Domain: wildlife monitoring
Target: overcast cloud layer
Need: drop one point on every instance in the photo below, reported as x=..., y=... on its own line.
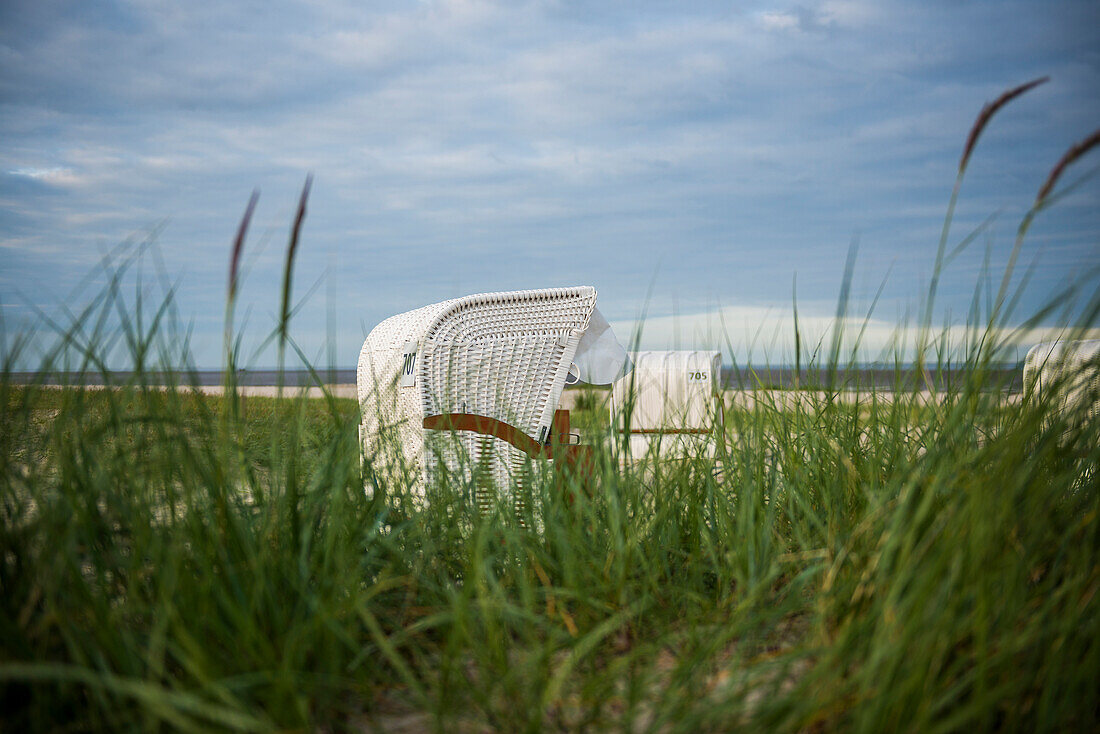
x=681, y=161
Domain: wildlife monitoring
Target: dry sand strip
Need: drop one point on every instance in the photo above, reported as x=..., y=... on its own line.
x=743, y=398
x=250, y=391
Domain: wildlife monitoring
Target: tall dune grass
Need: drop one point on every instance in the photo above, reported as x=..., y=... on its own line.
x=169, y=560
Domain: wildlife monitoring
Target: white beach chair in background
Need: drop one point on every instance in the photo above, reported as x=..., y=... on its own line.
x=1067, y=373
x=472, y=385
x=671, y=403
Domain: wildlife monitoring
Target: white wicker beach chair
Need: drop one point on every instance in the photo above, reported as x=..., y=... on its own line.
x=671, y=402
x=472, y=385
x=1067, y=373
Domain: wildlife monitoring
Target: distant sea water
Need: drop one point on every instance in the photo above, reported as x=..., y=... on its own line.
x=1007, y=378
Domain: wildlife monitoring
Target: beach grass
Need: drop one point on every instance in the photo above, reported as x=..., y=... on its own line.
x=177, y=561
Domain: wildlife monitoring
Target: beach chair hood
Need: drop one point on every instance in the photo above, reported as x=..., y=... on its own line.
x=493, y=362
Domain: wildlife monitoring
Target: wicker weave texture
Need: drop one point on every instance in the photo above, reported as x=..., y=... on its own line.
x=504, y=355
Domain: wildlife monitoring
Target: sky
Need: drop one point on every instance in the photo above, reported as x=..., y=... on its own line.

◆ ◆ ◆ ◆ ◆ ◆ ◆

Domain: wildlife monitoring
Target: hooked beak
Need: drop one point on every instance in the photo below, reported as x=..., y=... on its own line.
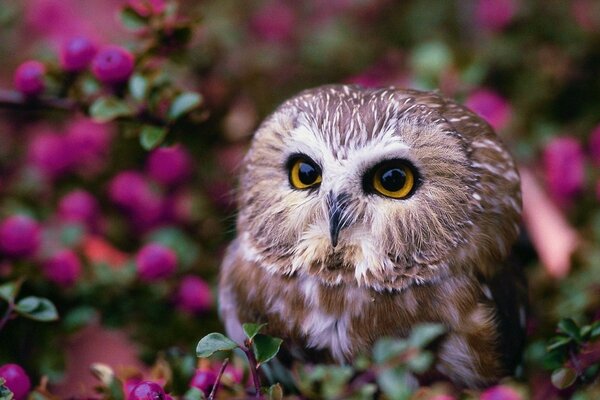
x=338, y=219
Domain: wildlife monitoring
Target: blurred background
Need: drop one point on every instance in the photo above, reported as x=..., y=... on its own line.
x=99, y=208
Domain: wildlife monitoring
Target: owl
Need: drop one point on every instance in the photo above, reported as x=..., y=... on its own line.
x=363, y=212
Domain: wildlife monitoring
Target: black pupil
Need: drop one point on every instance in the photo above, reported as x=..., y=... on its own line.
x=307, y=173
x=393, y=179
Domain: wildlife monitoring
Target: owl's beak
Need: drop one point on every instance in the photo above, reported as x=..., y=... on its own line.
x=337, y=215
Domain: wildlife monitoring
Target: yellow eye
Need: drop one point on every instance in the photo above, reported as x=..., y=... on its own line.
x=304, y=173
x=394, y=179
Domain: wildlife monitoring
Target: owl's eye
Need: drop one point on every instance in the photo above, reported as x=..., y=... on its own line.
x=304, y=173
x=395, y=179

◆ ◆ ◆ ◆ ◆ ◆ ◆

> What is required
Select every line in the rows above that contains the word "background", and copy each one out in full.

> Full answer
Target: white beach chair in background
Target: blurred background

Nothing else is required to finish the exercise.